═══ Excerpt
KPTI (conceptually based on KAISER) prevents Meltdown by preventing most protected locations from being mapped to user space.

AMD x86 processors are not currently known to be affected by Meltdown and don't need KPTI to mitigate them. However, AMD processors are still susceptible to KASLR bypass when KPTI is disabled.

== Implementation ==
KPTI fixes these leaks by separating user-space and kernel-space page tables entirely. One set of page tables includes both kernel-space and user-space addresses same as before, but it is only used when the system is running in kernel mode. The second set of page tables for use in user mode contains a copy of user-space and a minimal set of kernel-space mappings that provides the information needed to enter or exit system calls, interrupts and exceptions.

On processors that support the process-context identifiers (PCID), a translation lookaside buffer (TLB) flush can be avoided, but even then it comes at a significant performance cost, particularly in syscall-heavy and interrupt-heavy workloads.

The overhead was measured to be 0.28% according to KAISER's original authors; a Linux developer measured it to be roughly 5% for most workloads and up to 30% in some cases, even with the PCID optimization; for database engine PostgreSQL the impact on read-only tests on an Intel Skylake processor was 7–17% (or 16–23% without PCID), while a full benchmark lost 13–19% (Coffee Lake vs. Broadwell-E). Many benchmarks have been done by Phoronix, Redis slowed by 6–7%. Linux kernel compilation slowed down by 5% on Haswell.

KPTI can partially be disabled with the "nopti" kernel boot option. Also provisions were created to disable KPTI if newer processors fix the information leaks.
══════
═══ Recorded information
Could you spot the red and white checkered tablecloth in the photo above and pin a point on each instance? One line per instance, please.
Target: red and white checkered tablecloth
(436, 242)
══════
**Work to do:**
1. Write out the part of the KPTI excerpt starting with "KPTI (conceptually based" and going on through "interrupts and exceptions.".
2. According to the KPTI excerpt, what overhead did KAISER's original authors measure?
3. List every processor code name that appears in the KPTI excerpt.

**Answers in order:**
1.
KPTI (conceptually based on KAISER) prevents Meltdown by preventing most protected locations from being mapped to user space.

AMD x86 processors are not currently known to be affected by Meltdown and don't need KPTI to mitigate them. However, AMD processors are still susceptible to KASLR bypass when KPTI is disabled.

== Implementation ==
KPTI fixes these leaks by separating user-space and kernel-space page tables entirely. One set of page tables includes both kernel-space and user-space addresses same as before, but it is only used when the system is running in kernel mode. The second set of page tables for use in user mode contains a copy of user-space and a minimal set of kernel-space mappings that provides the information needed to enter or exit system calls, interrupts and exceptions.

2. 0.28%

3. Skylake, Coffee Lake, Broadwell-E, Haswell